__VOTRE CONSIGNE__. Pouvez-vous mettre à jour le passage de l'extrait sur le rôle de l'historien, de "Il peut être" jusqu'à "mémoire, ont-ils poursuivi." inclus, en remplaçant "la morale" par "la philosophie" ?

__EXTRAIT SOURCE__.

□ □ □ □ □

Selon eux, "l'histoire n'est pas une religion. L'historien n'accepte
aucun dogme, ne respecte aucun interdit, ne connaît pas de tabous.
Il peut être dérangeant. L'histoire n'est pas la morale. L'historien
n'a pas pour rôle d'exalter ou de condamner, il explique. L'histoire
n'est pas l'esclave de l'actualité. L'historien ne plaque pas sur le
passé des schémas idéologiques contemporains et n'introduit pas dans
les événements d'autrefois la sensibilité d'aujourd'hui".
"L'histoire n'est pas la mémoire, ont-ils poursuivi.
L'historien, dans une démarche scientifique, recueille les souvenirs
des hommes, les compare entre eux, les confronte aux documents, aux
objets, aux traces, et établit les faits. L'histoire tient compte de
la mémoire, elle ne s'y réduit pas. L'histoire n'est pas un objet
juridique".
Politique de l'Etat et politique de l'histoire
Ils ont encore précisé : "dans un Etat libre, il n'appartient ni au
Parlement ni à l'autorité judiciaire de définir la vérité
historique. La politique de l'Etat, même animée des meilleures
intentions, n'est pas la politique de l'histoire".
"C'est en violation de ces principes que des articles de lois
successives - notamment lois du 13 juillet 1990, du 29 janvier 2001,
du 21 mai 2001, du 23 février 2005 ont restreint la liberté de
l'historien, lui ont dit, sous peine de sanctions, ce qu'il doit
chercher et ce qu'il doit trouver, lui ont prescrit des méthodes et
posé des limites. Nous demandons l'abrogation de ces dispositions
législatives indignes d'un régime démocratique", ont-ils conclu.

□ □ □ □ □

__MATÉRIEL FOURNI__.

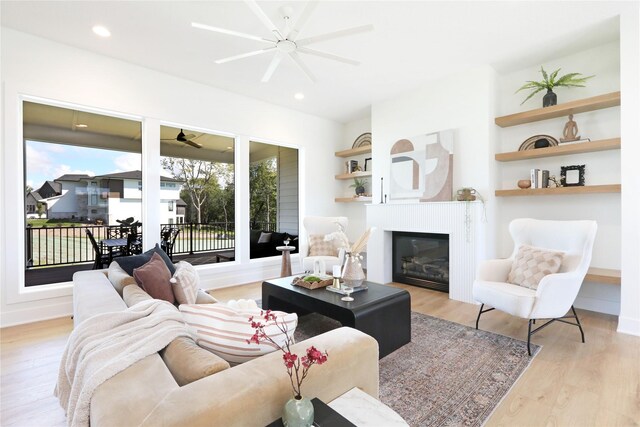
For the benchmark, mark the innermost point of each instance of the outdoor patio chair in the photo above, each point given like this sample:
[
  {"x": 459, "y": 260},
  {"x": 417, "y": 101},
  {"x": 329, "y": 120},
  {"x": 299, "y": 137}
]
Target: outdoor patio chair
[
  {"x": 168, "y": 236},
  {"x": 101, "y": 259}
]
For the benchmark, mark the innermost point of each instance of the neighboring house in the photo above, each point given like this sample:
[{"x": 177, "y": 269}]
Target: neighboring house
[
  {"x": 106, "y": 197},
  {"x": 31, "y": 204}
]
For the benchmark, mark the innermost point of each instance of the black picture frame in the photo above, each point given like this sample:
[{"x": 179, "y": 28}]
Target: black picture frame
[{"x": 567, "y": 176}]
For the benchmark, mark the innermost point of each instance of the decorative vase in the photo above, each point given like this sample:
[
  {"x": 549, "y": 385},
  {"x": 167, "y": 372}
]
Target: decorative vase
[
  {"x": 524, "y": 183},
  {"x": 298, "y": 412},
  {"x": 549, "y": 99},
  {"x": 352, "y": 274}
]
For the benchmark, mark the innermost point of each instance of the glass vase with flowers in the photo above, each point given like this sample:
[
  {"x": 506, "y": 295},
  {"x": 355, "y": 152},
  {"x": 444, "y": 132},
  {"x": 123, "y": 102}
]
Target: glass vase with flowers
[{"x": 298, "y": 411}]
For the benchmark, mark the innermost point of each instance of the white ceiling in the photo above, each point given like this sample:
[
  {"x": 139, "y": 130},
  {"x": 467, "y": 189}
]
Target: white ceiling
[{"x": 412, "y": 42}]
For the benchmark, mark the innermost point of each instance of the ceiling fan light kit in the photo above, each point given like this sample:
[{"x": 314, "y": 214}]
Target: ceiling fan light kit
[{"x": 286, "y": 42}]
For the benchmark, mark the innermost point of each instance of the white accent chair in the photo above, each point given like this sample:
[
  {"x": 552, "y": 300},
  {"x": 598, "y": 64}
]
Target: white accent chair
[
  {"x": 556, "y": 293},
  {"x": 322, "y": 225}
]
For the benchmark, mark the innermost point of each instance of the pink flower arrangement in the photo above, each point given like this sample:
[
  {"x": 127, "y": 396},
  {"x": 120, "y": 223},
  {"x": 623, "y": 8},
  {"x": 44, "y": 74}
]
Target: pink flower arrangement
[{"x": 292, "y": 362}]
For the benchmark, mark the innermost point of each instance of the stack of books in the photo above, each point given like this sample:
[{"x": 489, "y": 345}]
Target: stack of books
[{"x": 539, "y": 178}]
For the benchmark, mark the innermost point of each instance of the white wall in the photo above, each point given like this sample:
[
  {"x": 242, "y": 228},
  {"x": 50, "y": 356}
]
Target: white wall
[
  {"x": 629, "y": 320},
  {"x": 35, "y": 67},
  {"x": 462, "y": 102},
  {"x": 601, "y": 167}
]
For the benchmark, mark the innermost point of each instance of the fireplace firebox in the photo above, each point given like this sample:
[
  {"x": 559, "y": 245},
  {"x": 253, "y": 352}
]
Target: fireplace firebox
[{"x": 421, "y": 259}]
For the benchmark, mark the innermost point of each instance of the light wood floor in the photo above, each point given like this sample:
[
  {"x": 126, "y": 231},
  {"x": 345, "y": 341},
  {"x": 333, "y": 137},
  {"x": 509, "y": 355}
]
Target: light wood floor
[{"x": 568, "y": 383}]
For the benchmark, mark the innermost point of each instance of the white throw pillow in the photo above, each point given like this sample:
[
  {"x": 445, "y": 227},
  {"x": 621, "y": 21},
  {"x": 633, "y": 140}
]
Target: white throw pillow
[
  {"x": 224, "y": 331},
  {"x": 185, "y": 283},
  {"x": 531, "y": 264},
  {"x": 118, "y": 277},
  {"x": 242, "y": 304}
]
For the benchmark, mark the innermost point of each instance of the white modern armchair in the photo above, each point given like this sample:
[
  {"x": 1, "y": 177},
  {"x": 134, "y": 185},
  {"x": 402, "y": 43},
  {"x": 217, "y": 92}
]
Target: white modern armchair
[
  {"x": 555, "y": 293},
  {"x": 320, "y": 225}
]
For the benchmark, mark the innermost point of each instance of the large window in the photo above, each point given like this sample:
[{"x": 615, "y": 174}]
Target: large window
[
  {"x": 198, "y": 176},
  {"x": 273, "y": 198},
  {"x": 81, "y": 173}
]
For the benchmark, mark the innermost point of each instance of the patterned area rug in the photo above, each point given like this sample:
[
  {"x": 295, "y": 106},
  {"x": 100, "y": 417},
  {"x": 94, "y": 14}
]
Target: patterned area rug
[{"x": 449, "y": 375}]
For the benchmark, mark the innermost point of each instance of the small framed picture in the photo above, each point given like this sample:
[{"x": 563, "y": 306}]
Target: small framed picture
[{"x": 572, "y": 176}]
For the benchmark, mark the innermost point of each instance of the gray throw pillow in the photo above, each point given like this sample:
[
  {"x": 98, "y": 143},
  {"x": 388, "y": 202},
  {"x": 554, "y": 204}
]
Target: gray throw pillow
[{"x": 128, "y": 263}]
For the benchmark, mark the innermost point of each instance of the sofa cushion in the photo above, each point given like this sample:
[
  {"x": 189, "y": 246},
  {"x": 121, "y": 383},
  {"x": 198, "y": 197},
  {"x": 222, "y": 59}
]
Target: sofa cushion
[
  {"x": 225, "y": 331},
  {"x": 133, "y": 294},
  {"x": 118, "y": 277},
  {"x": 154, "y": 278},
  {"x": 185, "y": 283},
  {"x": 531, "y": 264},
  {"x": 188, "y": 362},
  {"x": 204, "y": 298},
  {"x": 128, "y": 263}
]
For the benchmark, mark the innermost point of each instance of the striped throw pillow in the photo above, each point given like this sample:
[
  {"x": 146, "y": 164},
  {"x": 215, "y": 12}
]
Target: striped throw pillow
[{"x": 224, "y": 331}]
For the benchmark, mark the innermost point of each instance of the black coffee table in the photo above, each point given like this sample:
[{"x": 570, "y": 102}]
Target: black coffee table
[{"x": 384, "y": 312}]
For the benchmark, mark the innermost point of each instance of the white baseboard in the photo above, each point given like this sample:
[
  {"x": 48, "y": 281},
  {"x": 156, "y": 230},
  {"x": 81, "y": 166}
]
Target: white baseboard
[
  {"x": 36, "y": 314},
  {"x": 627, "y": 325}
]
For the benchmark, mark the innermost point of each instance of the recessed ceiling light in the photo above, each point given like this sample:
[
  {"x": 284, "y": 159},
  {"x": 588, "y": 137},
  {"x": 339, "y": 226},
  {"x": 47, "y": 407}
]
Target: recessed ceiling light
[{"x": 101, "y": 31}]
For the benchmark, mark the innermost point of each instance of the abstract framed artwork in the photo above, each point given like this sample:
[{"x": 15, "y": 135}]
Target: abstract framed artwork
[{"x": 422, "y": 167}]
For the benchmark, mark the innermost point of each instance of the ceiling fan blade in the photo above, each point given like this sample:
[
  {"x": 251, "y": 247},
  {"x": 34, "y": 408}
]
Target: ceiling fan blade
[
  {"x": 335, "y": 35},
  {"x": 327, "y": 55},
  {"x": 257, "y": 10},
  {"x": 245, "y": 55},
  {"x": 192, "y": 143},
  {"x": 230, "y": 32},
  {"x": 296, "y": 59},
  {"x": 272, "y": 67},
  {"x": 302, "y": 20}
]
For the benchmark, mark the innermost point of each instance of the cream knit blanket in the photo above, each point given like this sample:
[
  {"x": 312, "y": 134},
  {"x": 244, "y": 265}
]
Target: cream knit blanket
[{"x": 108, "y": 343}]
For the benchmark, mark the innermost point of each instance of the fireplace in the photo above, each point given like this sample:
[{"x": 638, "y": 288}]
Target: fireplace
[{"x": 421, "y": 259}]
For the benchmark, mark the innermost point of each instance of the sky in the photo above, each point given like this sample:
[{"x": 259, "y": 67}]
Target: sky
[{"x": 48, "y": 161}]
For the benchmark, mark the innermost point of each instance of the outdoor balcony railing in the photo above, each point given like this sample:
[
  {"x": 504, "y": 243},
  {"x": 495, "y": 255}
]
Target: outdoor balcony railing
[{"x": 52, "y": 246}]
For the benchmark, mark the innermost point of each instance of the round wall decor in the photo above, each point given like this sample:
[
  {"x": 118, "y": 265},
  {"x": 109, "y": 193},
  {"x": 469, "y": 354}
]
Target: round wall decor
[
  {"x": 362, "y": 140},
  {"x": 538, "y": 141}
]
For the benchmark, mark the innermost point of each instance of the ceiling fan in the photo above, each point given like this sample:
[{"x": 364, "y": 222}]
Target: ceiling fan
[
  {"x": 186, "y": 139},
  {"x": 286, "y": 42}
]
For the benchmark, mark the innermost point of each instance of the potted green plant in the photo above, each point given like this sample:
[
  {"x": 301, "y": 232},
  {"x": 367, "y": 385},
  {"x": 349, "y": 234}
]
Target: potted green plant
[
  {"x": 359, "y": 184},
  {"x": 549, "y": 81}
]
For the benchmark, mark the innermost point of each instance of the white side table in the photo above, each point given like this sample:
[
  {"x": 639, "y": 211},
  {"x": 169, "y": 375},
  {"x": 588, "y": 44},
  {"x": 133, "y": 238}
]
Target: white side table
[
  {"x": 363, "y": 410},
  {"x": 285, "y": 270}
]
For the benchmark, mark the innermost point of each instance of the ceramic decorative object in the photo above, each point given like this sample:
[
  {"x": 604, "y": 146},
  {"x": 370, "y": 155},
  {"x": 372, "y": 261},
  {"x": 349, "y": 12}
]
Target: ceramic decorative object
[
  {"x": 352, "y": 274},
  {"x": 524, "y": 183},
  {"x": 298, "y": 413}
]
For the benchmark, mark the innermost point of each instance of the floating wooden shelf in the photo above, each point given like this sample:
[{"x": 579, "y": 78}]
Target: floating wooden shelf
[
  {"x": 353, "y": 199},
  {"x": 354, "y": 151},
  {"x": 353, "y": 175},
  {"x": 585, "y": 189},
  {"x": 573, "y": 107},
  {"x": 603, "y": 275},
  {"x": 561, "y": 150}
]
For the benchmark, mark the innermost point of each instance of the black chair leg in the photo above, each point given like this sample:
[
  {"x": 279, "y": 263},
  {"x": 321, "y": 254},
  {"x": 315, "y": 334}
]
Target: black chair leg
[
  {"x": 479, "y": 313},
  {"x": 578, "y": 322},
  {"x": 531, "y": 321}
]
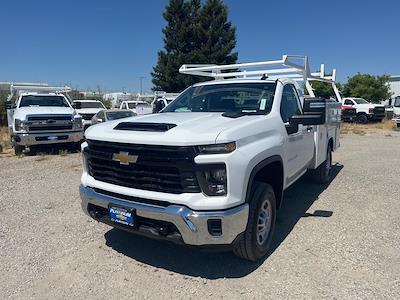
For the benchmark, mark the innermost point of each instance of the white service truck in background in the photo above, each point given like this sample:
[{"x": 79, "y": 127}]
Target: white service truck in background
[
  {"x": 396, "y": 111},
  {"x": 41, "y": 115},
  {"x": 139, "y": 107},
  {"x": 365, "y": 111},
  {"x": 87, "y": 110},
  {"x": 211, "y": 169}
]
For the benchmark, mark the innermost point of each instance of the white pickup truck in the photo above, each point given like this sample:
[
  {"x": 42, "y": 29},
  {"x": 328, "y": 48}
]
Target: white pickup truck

□ □ □ □ □

__RÉPONSE ATTENDUE__.
Il peut être dérangeant. L'histoire n'est pas la philosophie. L'historien
n'a pas pour rôle d'exalter ou de condamner, il explique. L'histoire
n'est pas l'esclave de l'actualité. L'historien ne plaque pas sur le
passé des schémas idéologiques contemporains et n'introduit pas dans
les événements d'autrefois la sensibilité d'aujourd'hui".
"L'histoire n'est pas la mémoire, ont-ils poursuivi.